▸ **Reading text**
* begin *

[Simh] RB09 == RD10

Bob Supnik bob at supnik.org
Sat Feb 27 14:19:36 EST 2016


Thanks, Tim. Burroughs made a lot of fixed head disks at the time. I 
can't identify the model, but the IA2 (see page 7-4 of the B6700 
Hardware Handbook, on bitsavers) seems like a possibility. It has 7552 
sectors per surface vs 8000, but Burroughs sectors were longer than DEC 
sectors (180 x 8b = 1440b vs 32 x 36b = 1152b), so perhaps DEC format 
had more sectors per track.

While the 18b- and 36b-groups used the same disk buyout, they went to 
different vendors for drums. The Type 24 and RM09 came from Vermont 
Research; the RM10B from Bryant.

/Bob

On 2/27/2016 12:00 PM, simh-request at trailing-edge.com wrote:
> Message: 3
> Date: Sat, 27 Feb 2016 09:31:59 -0500
> From: Timothe Litt<litt at ieee.org>
> To:simh at trailing-edge.com
> Subject: Re: [Simh] RB09 == RD10
> Message-ID:<56D1B35F.3040206 at ieee.org>
> Content-Type: text/plain; charset="utf-8"

* end *

▸ **Task requirements**
[a] For each statement about the message, answer yes or no and quote the words that decide it. (i) The IA2 has 7552 sectors per surface. (ii) The RM10B came from Vermont Research. (iii) Burroughs sectors were shorter than DEC sectors.
[b] According to the message, which page of the B6700 Hardware Handbook covers the IA2?
[c] Update the message from "Bob Supnik bob" up to and including "sectors per track.", putting "fixed-head disks" in place of "fixed head disks".

▸ **Extracted records**
* begin *

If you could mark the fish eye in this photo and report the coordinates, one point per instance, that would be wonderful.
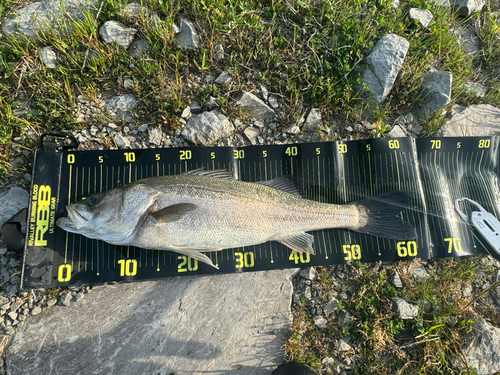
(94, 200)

* end *
* begin *

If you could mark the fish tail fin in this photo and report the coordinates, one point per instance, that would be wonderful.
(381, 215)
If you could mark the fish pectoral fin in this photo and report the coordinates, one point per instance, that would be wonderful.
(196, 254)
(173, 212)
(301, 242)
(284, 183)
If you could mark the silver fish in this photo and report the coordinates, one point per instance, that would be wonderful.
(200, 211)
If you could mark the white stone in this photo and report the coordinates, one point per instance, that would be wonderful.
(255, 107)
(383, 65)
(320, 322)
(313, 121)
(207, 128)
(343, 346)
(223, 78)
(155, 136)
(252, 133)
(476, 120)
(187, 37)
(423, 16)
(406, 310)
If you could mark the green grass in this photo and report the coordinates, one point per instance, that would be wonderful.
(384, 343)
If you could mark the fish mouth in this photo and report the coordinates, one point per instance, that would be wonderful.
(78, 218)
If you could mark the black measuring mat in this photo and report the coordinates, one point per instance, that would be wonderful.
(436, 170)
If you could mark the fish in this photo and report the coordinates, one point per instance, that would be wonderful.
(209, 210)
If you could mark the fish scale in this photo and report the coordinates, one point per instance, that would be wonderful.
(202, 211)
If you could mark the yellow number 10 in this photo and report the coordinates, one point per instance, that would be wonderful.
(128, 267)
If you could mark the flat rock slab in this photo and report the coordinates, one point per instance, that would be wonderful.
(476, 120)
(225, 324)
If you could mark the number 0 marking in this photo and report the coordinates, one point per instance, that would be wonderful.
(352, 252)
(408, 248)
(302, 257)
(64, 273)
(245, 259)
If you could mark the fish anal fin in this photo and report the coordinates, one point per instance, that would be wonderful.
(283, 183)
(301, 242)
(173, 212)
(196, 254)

* end *

▸ **Answers given**
[a]
(i) Yes: "It has 7552 sectors per surface vs 8000"
(ii) No: "the RM10B from Bryant"
(iii) No: "Burroughs sectors were longer than DEC sectors"

[b] Page 7-4.

[c]
Bob Supnik bob at supnik.org
Sat Feb 27 14:19:36 EST 2016


Thanks, Tim. Burroughs made a lot of fixed-head disks at the time. I 
can't identify the model, but the IA2 (see page 7-4 of the B6700 
Hardware Handbook, on bitsavers) seems like a possibility. It has 7552 
sectors per surface vs 8000, but Burroughs sectors were longer than DEC 
sectors (180 x 8b = 1440b vs 32 x 36b = 1152b), so perhaps DEC format 
had more sectors per track.